**Fragmento seleccionado**
__________________________________________________

Una de las cosas más sorprendentes en esta España nuestra es que un Gobierno que se jacta obsesivamente de ser progresista, tenga uno de sus pilares en la subcultura regresiva, como es la de la muerte, la del descarte, como dice el Papa, que es admitir que la vida humana cuando sufre padecimientos, achaques invalidantes o una severa discapacidad (ni siquiera patologías irreversibles) ya no es valiosa, es prescindible, y el Estado debe contribuir, como con los nasciturus, a que desaparezca. ¿Cómo? Utilizando a aquellos que tienen que ayudar a que vivas para que faciliten que mueras. Y si arguyen que tienen escrúpulos morales se les incluye en una lista negra que los estigmatice para siempre.

__________________________________________________

Registros de una fuente de datos:
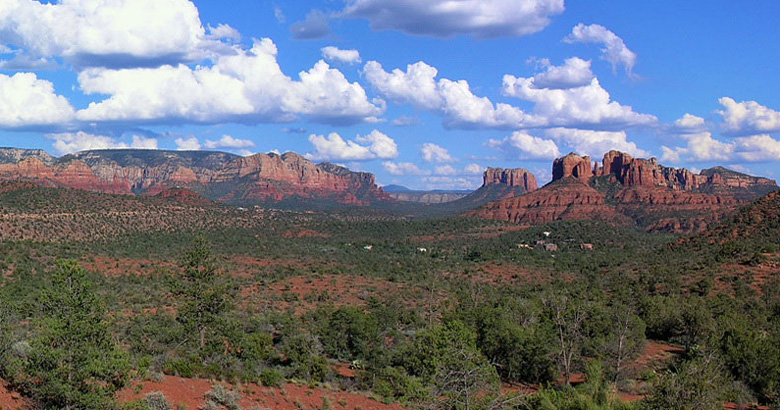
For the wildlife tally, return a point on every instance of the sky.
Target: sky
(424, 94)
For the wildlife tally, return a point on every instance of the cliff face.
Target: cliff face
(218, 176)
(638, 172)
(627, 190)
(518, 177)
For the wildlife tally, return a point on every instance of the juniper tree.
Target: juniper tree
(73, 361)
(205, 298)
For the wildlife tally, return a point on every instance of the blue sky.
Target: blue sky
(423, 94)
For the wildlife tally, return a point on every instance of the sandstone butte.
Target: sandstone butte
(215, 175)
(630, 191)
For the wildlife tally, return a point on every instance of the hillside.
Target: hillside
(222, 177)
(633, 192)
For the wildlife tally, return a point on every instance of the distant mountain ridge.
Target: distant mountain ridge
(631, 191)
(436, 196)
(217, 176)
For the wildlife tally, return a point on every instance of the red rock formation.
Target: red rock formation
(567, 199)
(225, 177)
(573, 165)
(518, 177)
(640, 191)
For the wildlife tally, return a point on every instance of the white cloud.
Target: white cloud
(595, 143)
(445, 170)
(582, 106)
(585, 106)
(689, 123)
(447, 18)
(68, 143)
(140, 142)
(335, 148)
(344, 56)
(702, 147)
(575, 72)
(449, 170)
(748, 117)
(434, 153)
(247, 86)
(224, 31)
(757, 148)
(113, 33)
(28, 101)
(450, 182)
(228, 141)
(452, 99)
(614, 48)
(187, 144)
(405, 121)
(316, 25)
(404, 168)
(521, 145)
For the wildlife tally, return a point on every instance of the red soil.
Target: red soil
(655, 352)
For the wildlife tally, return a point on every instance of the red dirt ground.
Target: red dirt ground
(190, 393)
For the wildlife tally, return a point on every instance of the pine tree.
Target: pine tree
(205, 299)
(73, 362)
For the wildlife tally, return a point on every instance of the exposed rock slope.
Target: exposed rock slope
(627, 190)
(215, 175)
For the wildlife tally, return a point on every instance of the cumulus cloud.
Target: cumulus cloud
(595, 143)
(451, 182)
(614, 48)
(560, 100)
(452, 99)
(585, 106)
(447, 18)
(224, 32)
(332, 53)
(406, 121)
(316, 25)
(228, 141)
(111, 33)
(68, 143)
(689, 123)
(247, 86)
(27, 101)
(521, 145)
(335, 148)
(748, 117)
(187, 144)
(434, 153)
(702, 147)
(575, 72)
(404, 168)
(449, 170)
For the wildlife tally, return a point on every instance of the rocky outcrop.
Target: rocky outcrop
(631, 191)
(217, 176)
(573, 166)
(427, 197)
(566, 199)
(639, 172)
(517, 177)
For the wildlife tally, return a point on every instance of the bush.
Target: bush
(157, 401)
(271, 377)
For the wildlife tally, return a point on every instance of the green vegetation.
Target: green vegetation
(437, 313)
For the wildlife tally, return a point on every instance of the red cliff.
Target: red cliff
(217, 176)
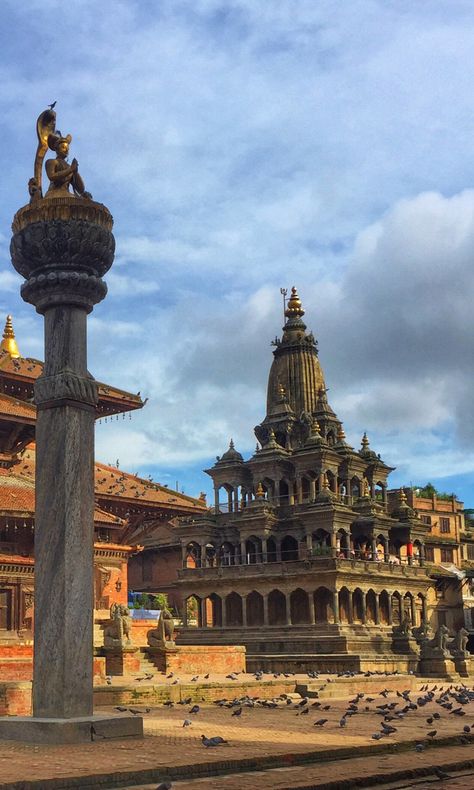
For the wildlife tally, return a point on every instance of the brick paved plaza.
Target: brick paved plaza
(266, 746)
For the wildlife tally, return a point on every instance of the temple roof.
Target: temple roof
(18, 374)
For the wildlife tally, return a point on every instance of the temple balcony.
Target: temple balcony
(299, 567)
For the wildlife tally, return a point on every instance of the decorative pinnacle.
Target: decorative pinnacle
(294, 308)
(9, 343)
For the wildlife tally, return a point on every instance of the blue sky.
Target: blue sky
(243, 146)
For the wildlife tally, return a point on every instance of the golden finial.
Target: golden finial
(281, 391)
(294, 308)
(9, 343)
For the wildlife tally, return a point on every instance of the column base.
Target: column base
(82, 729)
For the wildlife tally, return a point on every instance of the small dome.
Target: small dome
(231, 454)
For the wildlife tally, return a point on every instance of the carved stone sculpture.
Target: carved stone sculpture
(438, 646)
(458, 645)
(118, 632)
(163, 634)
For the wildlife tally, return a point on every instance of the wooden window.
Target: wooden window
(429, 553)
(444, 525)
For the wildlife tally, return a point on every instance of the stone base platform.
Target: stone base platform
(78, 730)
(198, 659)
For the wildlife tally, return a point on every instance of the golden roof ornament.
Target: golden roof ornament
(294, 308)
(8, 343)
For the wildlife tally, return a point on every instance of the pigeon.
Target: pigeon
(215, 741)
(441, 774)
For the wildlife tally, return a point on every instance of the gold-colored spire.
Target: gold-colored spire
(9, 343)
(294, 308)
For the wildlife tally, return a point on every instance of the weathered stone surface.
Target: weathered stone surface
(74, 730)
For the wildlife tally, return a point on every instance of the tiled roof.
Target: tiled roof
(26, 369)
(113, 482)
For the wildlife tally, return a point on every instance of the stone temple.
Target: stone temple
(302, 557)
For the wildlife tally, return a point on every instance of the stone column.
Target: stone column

__________________________________________________

**Actividad 1**
Copia, por favor, del fragmento seleccionado el pasaje que va desde "Una de las cosas" hasta "estigmatice para siempre.", ambos incluidos.
**Actividad 2**
Responde brevemente con datos del fragmento seleccionado:
(a) ¿De qué se jacta obsesivamente el Gobierno?
(b) ¿A quién se atribuye la expresión "la del descarte"?
(c) ¿Qué se hace con quienes arguyen tener escrúpulos morales?

**Espacio de respuesta 1**
Una de las cosas más sorprendentes en esta España nuestra es que un Gobierno que se jacta obsesivamente de ser progresista, tenga uno de sus pilares en la subcultura regresiva, como es la de la muerte, la del descarte, como dice el Papa, que es admitir que la vida humana cuando sufre padecimientos, achaques invalidantes o una severa discapacidad (ni siquiera patologías irreversibles) ya no es valiosa, es prescindible, y el Estado debe contribuir, como con los nasciturus, a que desaparezca. ¿Cómo? Utilizando a aquellos que tienen que ayudar a que vivas para que faciliten que mueras. Y si arguyen que tienen escrúpulos morales se les incluye en una lista negra que los estigmatice para siempre.

**Espacio de respuesta 2**
(a) De ser progresista.
(b) Al Papa.
(c) Se les incluye en una lista negra que los estigmatice para siempre.